══ Material for the task
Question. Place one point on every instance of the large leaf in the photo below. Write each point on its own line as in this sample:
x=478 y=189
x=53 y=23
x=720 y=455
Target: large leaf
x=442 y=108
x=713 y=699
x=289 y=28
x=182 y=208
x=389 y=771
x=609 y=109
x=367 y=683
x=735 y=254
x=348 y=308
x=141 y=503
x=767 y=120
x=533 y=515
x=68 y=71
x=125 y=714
════
Your instructions | Write out the listing once more, matching it exactly.

Output for this exercise |
Question. Place one point on every instance of the large leaf in the photo below. Write each point on its own line as in this sample:
x=478 y=189
x=53 y=23
x=720 y=455
Target: large leaf
x=442 y=108
x=713 y=699
x=289 y=28
x=182 y=208
x=389 y=771
x=609 y=109
x=367 y=683
x=735 y=254
x=348 y=308
x=141 y=503
x=767 y=120
x=533 y=515
x=68 y=71
x=125 y=714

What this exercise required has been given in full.